Your goal: Reproduce the entries below, swapping each "rough mask" for "coarse mask" and changing nothing else. Omit the pictures.

Task material:
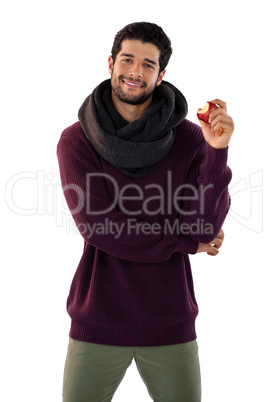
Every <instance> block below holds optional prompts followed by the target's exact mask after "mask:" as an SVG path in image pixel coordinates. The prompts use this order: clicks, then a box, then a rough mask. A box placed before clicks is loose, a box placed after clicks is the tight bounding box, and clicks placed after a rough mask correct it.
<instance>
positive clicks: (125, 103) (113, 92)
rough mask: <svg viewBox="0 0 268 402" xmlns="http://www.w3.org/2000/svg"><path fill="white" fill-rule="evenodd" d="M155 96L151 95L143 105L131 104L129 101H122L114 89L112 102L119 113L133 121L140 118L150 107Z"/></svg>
mask: <svg viewBox="0 0 268 402" xmlns="http://www.w3.org/2000/svg"><path fill="white" fill-rule="evenodd" d="M152 99H153V96H150V98H148V99H147V100H146V101H145V102H144V103H142V104H141V105H130V104H129V103H125V102H122V101H120V100H119V99H118V98H117V96H116V95H115V94H114V92H113V91H112V102H113V105H114V107H115V108H116V110H117V111H118V113H119V114H120V115H121V116H122V117H123V119H124V120H126V121H127V122H128V123H132V122H133V121H135V120H137V119H139V118H140V117H141V116H142V115H143V114H144V113H145V112H146V110H147V109H148V107H149V106H150V104H151V103H152Z"/></svg>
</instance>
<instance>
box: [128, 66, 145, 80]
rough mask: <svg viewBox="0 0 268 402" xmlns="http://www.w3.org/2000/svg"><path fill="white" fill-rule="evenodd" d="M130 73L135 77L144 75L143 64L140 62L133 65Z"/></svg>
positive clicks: (134, 77) (130, 68) (141, 76)
mask: <svg viewBox="0 0 268 402" xmlns="http://www.w3.org/2000/svg"><path fill="white" fill-rule="evenodd" d="M129 75H130V76H132V77H133V78H135V77H142V76H143V71H142V66H141V65H139V64H135V65H132V66H131V68H130V70H129Z"/></svg>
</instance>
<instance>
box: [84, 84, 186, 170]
mask: <svg viewBox="0 0 268 402" xmlns="http://www.w3.org/2000/svg"><path fill="white" fill-rule="evenodd" d="M187 111H188V107H187V102H186V99H185V98H184V96H183V95H182V93H181V92H180V91H179V90H178V89H177V88H175V87H174V86H173V85H172V84H170V83H169V82H167V81H162V83H161V85H160V86H158V87H156V88H155V90H154V94H153V102H152V103H151V105H150V106H149V108H148V109H147V111H146V112H145V113H144V114H143V115H142V116H141V117H140V118H139V119H137V120H135V121H133V122H132V123H127V122H126V121H125V120H124V119H123V118H122V116H121V115H120V114H119V113H118V112H117V111H116V109H115V108H114V106H113V104H112V100H111V80H110V79H108V80H105V81H103V82H102V83H101V84H100V85H98V86H97V87H96V88H95V89H94V90H93V92H92V94H91V95H89V96H88V97H87V98H86V99H85V101H84V103H83V104H82V106H81V108H80V109H79V112H78V118H79V121H80V123H81V126H82V128H83V131H84V133H85V136H86V137H87V138H88V140H89V141H90V143H91V144H92V146H93V147H94V148H95V150H96V151H97V152H98V154H99V155H101V156H102V157H103V158H104V159H105V160H106V161H108V162H110V163H111V164H112V165H114V166H116V167H117V168H118V169H119V170H120V171H122V172H123V173H124V174H126V175H127V176H130V177H134V178H138V177H143V176H145V175H146V174H147V173H148V172H149V169H150V167H151V166H152V165H153V164H155V163H156V162H158V161H160V160H161V159H162V158H164V156H166V155H167V153H168V151H169V150H170V148H171V147H172V144H173V142H174V140H175V135H176V130H175V127H176V126H177V125H178V124H180V123H181V122H182V120H183V119H184V118H185V116H186V115H187Z"/></svg>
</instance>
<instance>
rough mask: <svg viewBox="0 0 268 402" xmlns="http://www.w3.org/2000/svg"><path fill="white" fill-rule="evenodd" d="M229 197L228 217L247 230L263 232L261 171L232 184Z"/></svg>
mask: <svg viewBox="0 0 268 402" xmlns="http://www.w3.org/2000/svg"><path fill="white" fill-rule="evenodd" d="M229 193H230V196H231V200H232V202H231V208H230V211H229V214H230V216H232V218H234V219H235V220H236V221H237V222H238V223H239V224H240V225H242V226H244V227H246V228H247V229H249V230H251V231H253V232H256V233H261V232H262V231H263V170H262V169H260V170H257V171H256V172H254V173H251V174H249V176H248V177H246V178H243V179H241V180H239V181H238V182H236V183H234V184H233V185H232V186H231V187H230V189H229Z"/></svg>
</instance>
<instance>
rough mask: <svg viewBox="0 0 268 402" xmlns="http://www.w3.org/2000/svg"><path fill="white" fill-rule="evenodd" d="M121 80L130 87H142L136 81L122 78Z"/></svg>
mask: <svg viewBox="0 0 268 402" xmlns="http://www.w3.org/2000/svg"><path fill="white" fill-rule="evenodd" d="M122 81H123V83H124V84H126V85H129V86H131V87H135V88H141V87H142V85H141V84H139V83H137V82H136V83H134V82H132V81H125V80H122Z"/></svg>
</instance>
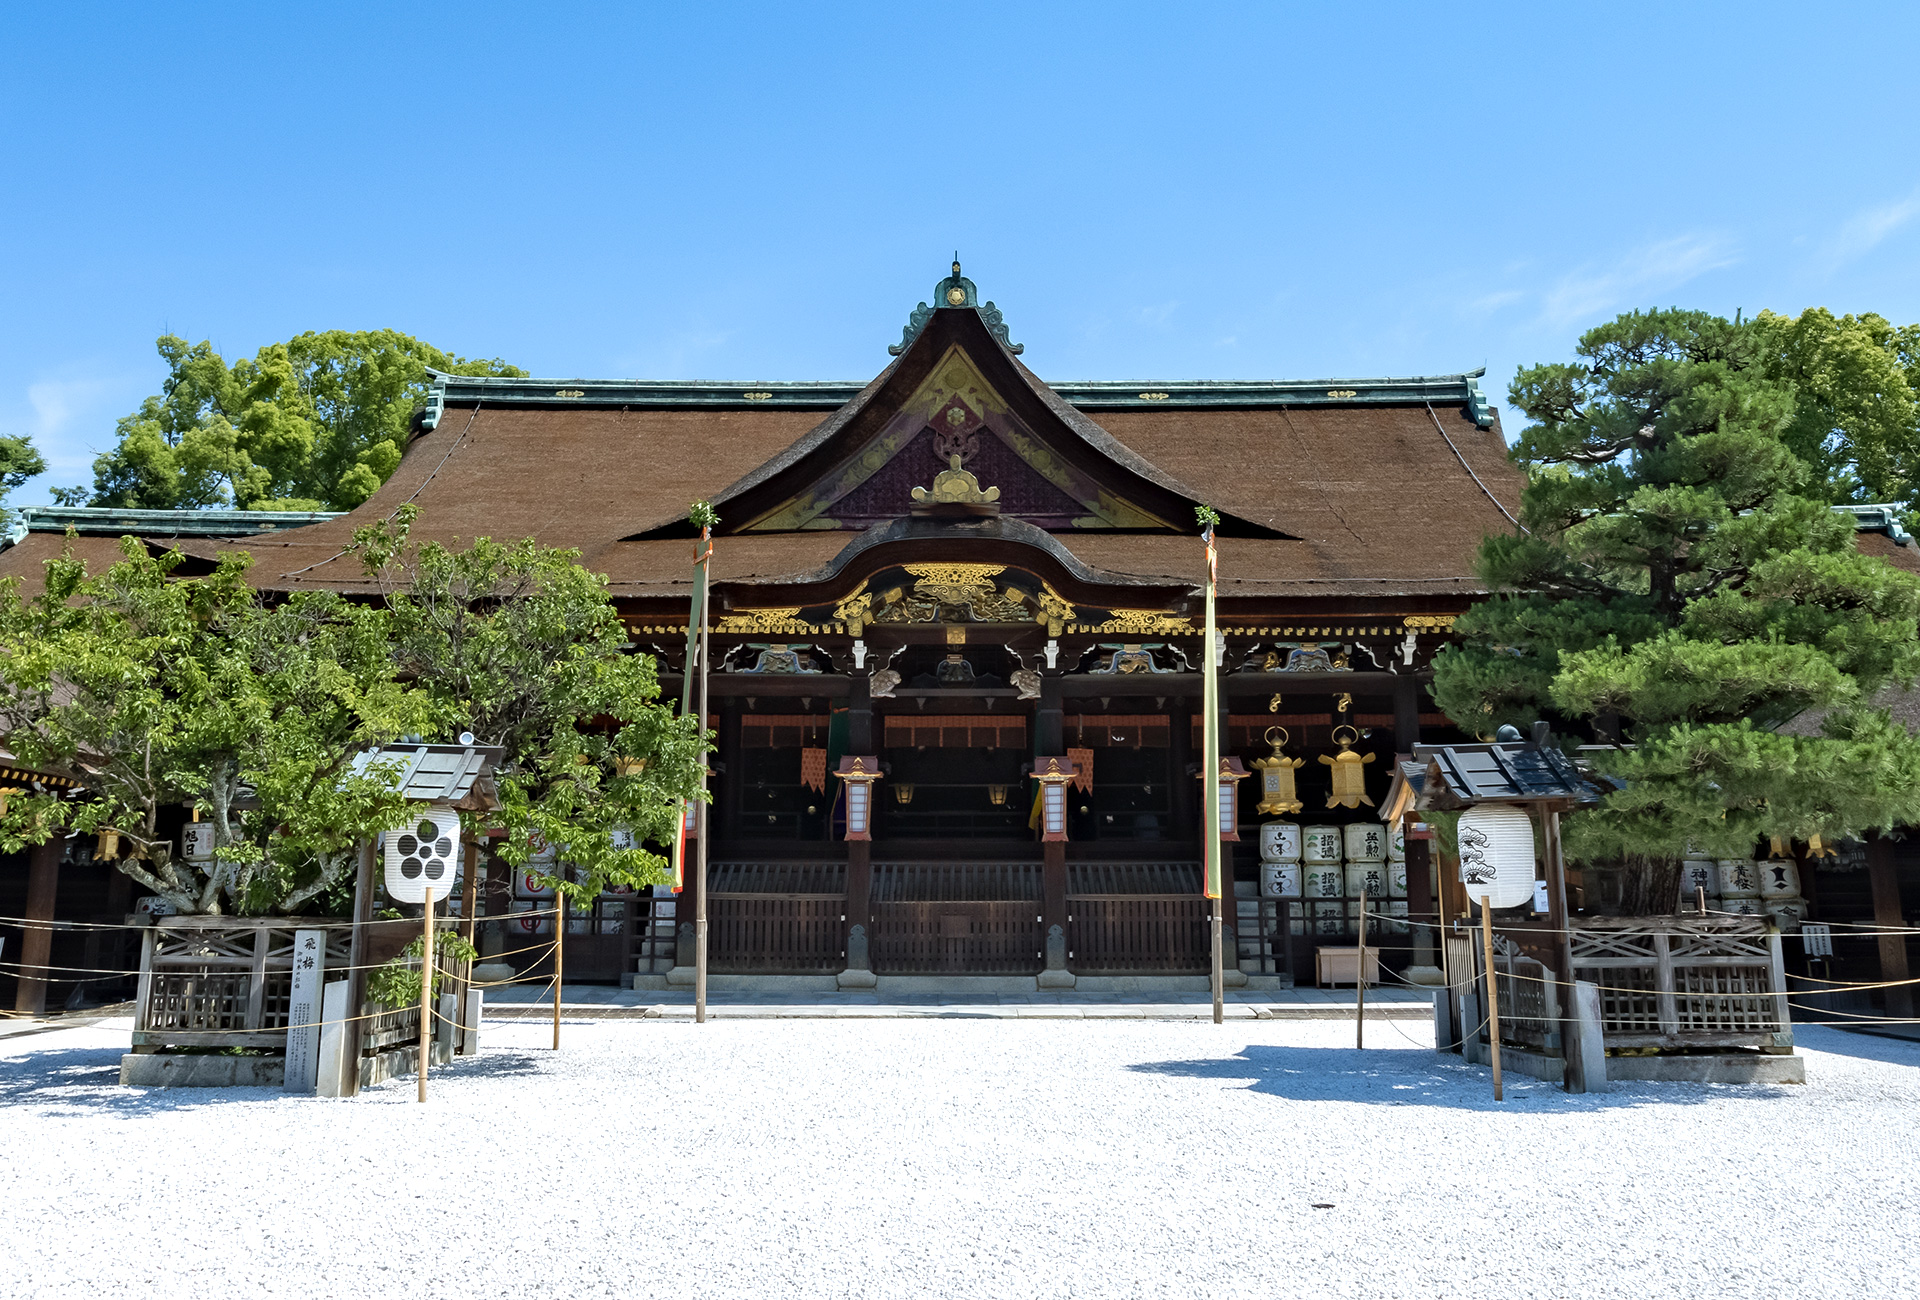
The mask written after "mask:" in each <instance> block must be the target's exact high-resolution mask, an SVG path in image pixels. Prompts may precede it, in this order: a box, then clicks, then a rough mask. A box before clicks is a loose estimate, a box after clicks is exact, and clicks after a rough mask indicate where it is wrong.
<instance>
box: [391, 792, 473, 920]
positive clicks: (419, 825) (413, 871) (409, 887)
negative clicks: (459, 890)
mask: <svg viewBox="0 0 1920 1300" xmlns="http://www.w3.org/2000/svg"><path fill="white" fill-rule="evenodd" d="M382 847H384V849H386V893H388V895H390V897H392V899H394V901H396V903H424V901H426V891H428V889H432V891H434V897H436V899H445V897H447V895H449V893H453V878H455V876H457V874H459V868H457V862H459V851H461V814H459V812H455V810H453V808H428V810H426V812H422V814H420V816H419V818H415V820H413V822H409V824H407V826H403V828H399V830H392V831H388V833H386V835H384V845H382Z"/></svg>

Completed task:
Every <instance> block below holds optional prompts followed by the target's exact mask after "mask:" as an SVG path in image pixel coordinates. The prompts use this order: clicks, then a box, then a coarse mask. A box placed before clicks is loose, a box placed after clicks is the tight bounding box, and clicks placed after a coarse mask correct it.
<instance>
positive clicks: (125, 103) (113, 92)
coarse mask: <svg viewBox="0 0 268 402" xmlns="http://www.w3.org/2000/svg"><path fill="white" fill-rule="evenodd" d="M155 96L151 95L143 105L131 104L129 101H122L114 89L112 102L119 113L133 121L140 118L150 107Z"/></svg>
mask: <svg viewBox="0 0 268 402" xmlns="http://www.w3.org/2000/svg"><path fill="white" fill-rule="evenodd" d="M152 99H153V96H150V98H148V99H147V100H146V101H145V102H144V103H142V104H141V105H130V104H129V103H125V102H122V101H120V100H119V99H118V98H117V96H116V95H115V94H114V92H113V91H112V102H113V105H114V107H115V108H116V110H117V111H118V113H119V114H120V115H121V116H122V117H123V119H124V120H126V121H127V122H128V123H132V122H133V121H135V120H137V119H139V118H140V117H141V116H142V115H143V114H144V113H145V112H146V110H147V109H148V107H149V106H150V104H151V103H152Z"/></svg>
</instance>
<instance>
box: [128, 66, 145, 80]
coarse mask: <svg viewBox="0 0 268 402" xmlns="http://www.w3.org/2000/svg"><path fill="white" fill-rule="evenodd" d="M130 73L135 77L144 75L143 64L140 62L133 65Z"/></svg>
positive clicks: (134, 77) (130, 68) (141, 76)
mask: <svg viewBox="0 0 268 402" xmlns="http://www.w3.org/2000/svg"><path fill="white" fill-rule="evenodd" d="M129 75H130V76H132V77H133V78H135V77H142V76H143V71H142V66H141V65H139V64H135V65H132V66H131V68H130V70H129Z"/></svg>
</instance>
<instance>
box: [84, 84, 186, 170]
mask: <svg viewBox="0 0 268 402" xmlns="http://www.w3.org/2000/svg"><path fill="white" fill-rule="evenodd" d="M187 111H188V107H187V102H186V99H185V98H184V96H183V95H182V93H181V92H180V91H179V90H178V89H177V88H175V87H174V86H173V85H172V84H170V83H169V82H167V81H162V83H161V85H160V86H158V87H156V88H155V90H154V94H153V102H152V103H151V105H150V106H149V108H148V109H147V111H146V112H145V113H144V114H143V115H142V116H141V117H140V118H139V119H137V120H135V121H133V122H132V123H127V122H126V121H125V120H124V119H123V118H122V116H121V115H120V114H119V113H118V112H117V111H116V109H115V108H114V106H113V104H112V100H111V80H110V79H108V80H105V81H103V82H102V83H101V84H100V85H98V86H97V87H96V88H95V89H94V90H93V92H92V94H91V95H89V96H88V97H87V98H86V99H85V101H84V103H83V104H82V106H81V108H80V109H79V112H78V118H79V121H80V123H81V126H82V128H83V131H84V133H85V136H86V137H87V138H88V140H89V141H90V143H91V144H92V146H93V147H94V148H95V150H96V151H97V152H98V154H99V155H101V156H102V157H103V158H104V159H105V160H106V161H108V162H110V163H111V164H112V165H114V166H116V167H117V168H118V169H119V170H120V171H122V172H123V173H124V174H126V175H127V176H130V177H134V178H138V177H143V176H145V175H146V174H147V173H148V172H149V169H150V167H151V166H152V165H153V164H155V163H156V162H158V161H160V160H161V159H162V158H164V156H166V155H167V153H168V151H169V150H170V148H171V147H172V144H173V142H174V140H175V135H176V130H175V127H176V126H177V125H178V124H180V123H181V122H182V120H183V119H184V118H185V116H186V115H187Z"/></svg>
</instance>
<instance>
coarse mask: <svg viewBox="0 0 268 402" xmlns="http://www.w3.org/2000/svg"><path fill="white" fill-rule="evenodd" d="M229 197L228 217L247 230L263 232L261 171L232 184Z"/></svg>
mask: <svg viewBox="0 0 268 402" xmlns="http://www.w3.org/2000/svg"><path fill="white" fill-rule="evenodd" d="M229 193H230V196H231V200H232V202H231V208H230V211H229V214H230V216H232V218H234V219H235V220H236V221H237V222H238V223H239V224H240V225H242V226H244V227H246V228H247V229H249V230H251V231H253V232H256V233H261V232H262V231H263V170H262V169H260V170H257V171H256V172H254V173H251V174H249V176H248V177H246V178H243V179H241V180H239V181H238V182H236V183H234V184H233V185H232V186H231V187H230V189H229Z"/></svg>
</instance>
<instance>
coarse mask: <svg viewBox="0 0 268 402" xmlns="http://www.w3.org/2000/svg"><path fill="white" fill-rule="evenodd" d="M121 80L130 87H142L136 81L122 78Z"/></svg>
mask: <svg viewBox="0 0 268 402" xmlns="http://www.w3.org/2000/svg"><path fill="white" fill-rule="evenodd" d="M122 81H123V83H124V84H126V85H129V86H131V87H135V88H141V87H142V85H141V84H139V83H137V82H136V83H134V82H132V81H125V80H122Z"/></svg>
</instance>
The mask written after "mask:" in each <instance> block must be the target's exact high-resolution mask, an SVG path in image pixels. Prompts may precede it, in this order: a box, then clicks, then a coarse mask. A box before clicks is a loose estimate, a box after clicks is exact, and clicks after a coarse mask indicate where it is wrong.
<instance>
box: [391, 792, 473, 920]
positive clicks: (419, 825) (413, 871) (409, 887)
negative clicks: (459, 890)
mask: <svg viewBox="0 0 1920 1300" xmlns="http://www.w3.org/2000/svg"><path fill="white" fill-rule="evenodd" d="M382 847H384V849H386V893H388V895H390V897H392V899H394V901H396V903H424V901H426V891H428V889H432V891H434V897H436V899H445V897H447V895H449V893H453V878H455V876H457V874H459V868H457V862H459V851H461V814H459V812H455V810H453V808H428V810H426V812H422V814H420V816H419V818H415V820H413V822H409V824H407V826H403V828H399V830H392V831H388V833H386V835H384V845H382Z"/></svg>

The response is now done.